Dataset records
┌──
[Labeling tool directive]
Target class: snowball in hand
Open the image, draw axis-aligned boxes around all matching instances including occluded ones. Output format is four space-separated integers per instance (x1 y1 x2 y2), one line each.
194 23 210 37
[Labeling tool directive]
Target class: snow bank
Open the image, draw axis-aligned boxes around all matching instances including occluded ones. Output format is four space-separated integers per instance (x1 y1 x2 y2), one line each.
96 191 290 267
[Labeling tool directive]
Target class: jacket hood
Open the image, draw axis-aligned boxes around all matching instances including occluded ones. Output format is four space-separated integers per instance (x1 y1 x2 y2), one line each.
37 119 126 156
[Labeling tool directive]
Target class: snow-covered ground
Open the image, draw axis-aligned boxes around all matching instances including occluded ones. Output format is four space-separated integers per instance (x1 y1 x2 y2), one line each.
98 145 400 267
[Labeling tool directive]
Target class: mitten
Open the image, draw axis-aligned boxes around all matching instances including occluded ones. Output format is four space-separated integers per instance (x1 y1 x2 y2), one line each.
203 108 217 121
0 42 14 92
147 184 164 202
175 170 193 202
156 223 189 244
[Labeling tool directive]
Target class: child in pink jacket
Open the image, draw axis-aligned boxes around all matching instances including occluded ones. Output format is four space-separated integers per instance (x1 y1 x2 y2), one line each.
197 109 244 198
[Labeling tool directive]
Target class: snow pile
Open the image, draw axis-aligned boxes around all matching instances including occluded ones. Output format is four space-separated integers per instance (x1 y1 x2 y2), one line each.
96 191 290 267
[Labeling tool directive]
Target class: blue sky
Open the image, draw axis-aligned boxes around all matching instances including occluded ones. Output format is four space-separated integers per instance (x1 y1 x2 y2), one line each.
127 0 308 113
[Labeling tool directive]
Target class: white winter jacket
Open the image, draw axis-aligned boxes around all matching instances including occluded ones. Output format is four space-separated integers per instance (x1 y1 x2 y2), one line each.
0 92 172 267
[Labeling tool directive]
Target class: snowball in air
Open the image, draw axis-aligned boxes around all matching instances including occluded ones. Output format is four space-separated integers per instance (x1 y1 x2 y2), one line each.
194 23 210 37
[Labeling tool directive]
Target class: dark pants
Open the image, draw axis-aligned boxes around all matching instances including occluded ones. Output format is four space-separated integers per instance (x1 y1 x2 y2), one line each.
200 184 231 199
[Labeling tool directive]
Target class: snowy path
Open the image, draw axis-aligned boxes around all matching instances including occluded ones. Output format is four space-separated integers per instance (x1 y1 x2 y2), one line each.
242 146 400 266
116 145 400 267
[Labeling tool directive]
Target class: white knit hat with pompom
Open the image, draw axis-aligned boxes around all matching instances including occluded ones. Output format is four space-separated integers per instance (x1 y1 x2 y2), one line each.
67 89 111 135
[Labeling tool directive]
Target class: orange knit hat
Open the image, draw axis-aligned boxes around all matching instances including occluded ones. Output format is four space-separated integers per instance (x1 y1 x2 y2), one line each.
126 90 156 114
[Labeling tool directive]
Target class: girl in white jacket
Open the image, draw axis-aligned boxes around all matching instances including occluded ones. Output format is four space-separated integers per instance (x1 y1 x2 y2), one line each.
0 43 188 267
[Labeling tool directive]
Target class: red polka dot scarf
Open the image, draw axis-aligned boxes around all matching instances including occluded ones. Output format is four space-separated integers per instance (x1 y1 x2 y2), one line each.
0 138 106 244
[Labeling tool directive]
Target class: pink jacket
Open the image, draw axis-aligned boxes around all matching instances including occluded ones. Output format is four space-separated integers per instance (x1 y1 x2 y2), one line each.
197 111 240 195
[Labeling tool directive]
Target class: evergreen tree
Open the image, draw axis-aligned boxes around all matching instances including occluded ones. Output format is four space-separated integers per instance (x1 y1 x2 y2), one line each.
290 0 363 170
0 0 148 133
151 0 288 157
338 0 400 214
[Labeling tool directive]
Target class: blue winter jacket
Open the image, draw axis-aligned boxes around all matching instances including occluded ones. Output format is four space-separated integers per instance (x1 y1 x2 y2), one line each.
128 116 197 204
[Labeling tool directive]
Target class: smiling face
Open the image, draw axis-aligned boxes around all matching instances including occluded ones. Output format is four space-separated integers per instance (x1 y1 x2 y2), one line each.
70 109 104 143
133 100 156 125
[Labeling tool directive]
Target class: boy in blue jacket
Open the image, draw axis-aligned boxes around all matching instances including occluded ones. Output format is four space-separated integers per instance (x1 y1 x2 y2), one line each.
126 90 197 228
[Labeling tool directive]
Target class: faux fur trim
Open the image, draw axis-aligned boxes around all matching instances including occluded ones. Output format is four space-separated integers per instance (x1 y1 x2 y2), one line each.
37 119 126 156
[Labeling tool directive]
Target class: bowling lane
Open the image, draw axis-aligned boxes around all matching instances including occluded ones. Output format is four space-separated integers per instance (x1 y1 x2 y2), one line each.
└──
▸ **The problem**
Above are some records; extract every one of them exactly.

▸ **Exercise result**
[Labeling tool directive]
Target class: snowball in hand
Open the image, draw axis-aligned boxes around all matching instances including occluded ones. Output format is four space-separated integers per instance (x1 y1 x2 y2), one line each.
194 23 210 37
[Labeling tool directive]
Target class: snow bank
Open the image, draw axis-aligned boxes around all matching instances including occluded ones. Output format is four space-separated integers per instance (x1 y1 x2 y2), one line each.
96 191 290 267
[Labeling tool directive]
Target class: jacket hood
Open the image, draw axis-aligned boxes around all matching instances including occluded ones. Output format is four space-separated integers per instance (x1 y1 x2 y2), one line each.
37 119 126 156
[Labeling tool directive]
Target class: snow-covered ground
Open the image, draw axis-aligned boxes around all matching instances including occluded ones. Output format is four space-separated integers per instance (x1 y1 x2 y2), one line each.
98 145 400 267
[Labeling tool directive]
Target class: mitten
Open the image, draw axis-aligned boxes around all matching instances including occluded ones. Output format is four space-separated integers per instance (x1 y1 x2 y2), one line each.
203 108 217 121
0 42 14 92
147 184 164 202
175 170 193 202
156 223 189 244
[Labeling tool directive]
Target class: child in pink jacket
Open the image, draw axis-aligned boxes around all matching instances including occluded ones. Output format is four space-separated integers per instance (x1 y1 x2 y2), one line each.
197 109 244 198
[Labeling tool directive]
Target class: snow pile
Open the image, draw axis-aligned boxes around all matching instances including occluded ones. Output format is four space-separated integers per instance (x1 y1 x2 y2), one line each.
96 191 290 267
[Labeling tool directive]
Target class: blue sky
Open the image, draw axis-aligned boxes around all matching instances including occluded ones. Output format is four space-separated integers per instance (x1 y1 x2 y2), one line each.
127 0 308 113
[Labeling tool directive]
Target class: white winter jacket
Open the image, draw axis-aligned boxes around all matching instances including occluded ones. Output format is four space-separated integers per instance (x1 y1 x2 y2), one line each.
0 92 172 267
[Labeling tool directive]
Target class: snowball in air
Open the image, draw axis-aligned boxes around all matching instances including occluded ones. Output format is four space-separated integers per instance (x1 y1 x2 y2), one line each.
194 23 210 37
[Labeling tool directive]
Target class: dark pants
Open the image, draw axis-aligned boxes around all matching instances including occluded ones. Output format is four space-separated integers per instance (x1 y1 x2 y2), one line each.
200 184 231 199
[Labeling tool directive]
Target class: snowy path
Open the image, draw axis-aligned boxes around all matching instances including occluded ones. Output format is four space-separated integers per instance (x1 y1 x2 y2), one line each.
242 146 400 266
116 145 400 267
[Labeling tool directive]
Target class: white knit hat with pompom
Open the image, draw axis-aligned boxes around all matching instances including occluded ones. Output format is four space-separated integers per instance (x1 y1 x2 y2), one line each.
67 89 111 135
[Labeling tool directive]
Target class: orange knit hat
Open the image, draw axis-aligned boxes around all matching instances including occluded ones. Output format is four space-separated integers per instance (x1 y1 x2 y2), one line each.
126 90 156 114
[Labeling tool directive]
Target class: girl in white jacket
Open the image, draw axis-aligned boxes around all matching instances including occluded ones. Output format is four space-separated integers per instance (x1 y1 x2 y2), one line each.
0 43 188 267
[Labeling tool directive]
Target class: red polka dot scarf
Open the image, draw axis-aligned boxes around all matching instances including occluded ones. Output format is four space-separated integers per instance (x1 y1 x2 y2), one line each.
0 138 106 244
[Labeling tool directive]
Target class: pink jacket
Open the image, draw axis-aligned boxes around all matching instances including occluded ones. Output format is four space-separated integers per instance (x1 y1 x2 y2), one line each.
197 111 240 195
[Labeling tool directive]
Target class: evergreen tree
Open the image, draw axis-aligned boxes around all matching instances including occluded ones. Output format is four space-separated integers per instance (x1 y1 x2 y2), one line each.
290 0 363 170
0 0 148 133
151 0 288 157
338 0 400 214
[Labeling tool directive]
Target class: blue winter jacket
Open the image, draw axis-aligned boxes around all matching instances including occluded ones. Output format is four space-separated integers per instance (x1 y1 x2 y2), one line each.
128 116 197 204
[Labeling tool directive]
Target class: smiling face
Open the image, draw axis-aligned boxes around all matching instances including occluded ones. Output format is four space-separated integers per instance (x1 y1 x2 y2), one line each.
70 109 104 143
133 100 156 125
[Labeling tool directive]
Target class: boy in blue jacket
Open the image, draw axis-aligned boxes around all matching instances including occluded ones. Output format is four space-separated integers per instance (x1 y1 x2 y2), one line each.
126 90 197 228
[Labeling tool directive]
Target class: faux fur trim
Open the image, draw axis-aligned boxes around all matching instances including occluded ones. Output format is four space-separated integers per instance (x1 y1 x2 y2), one line each.
37 119 126 156
[Labeling tool directive]
Target class: bowling lane
Open the image, draw axis-aligned boxes around all matching instances including occluded ones. Output format is four space-separated integers per instance (x1 y1 x2 y2), one line each.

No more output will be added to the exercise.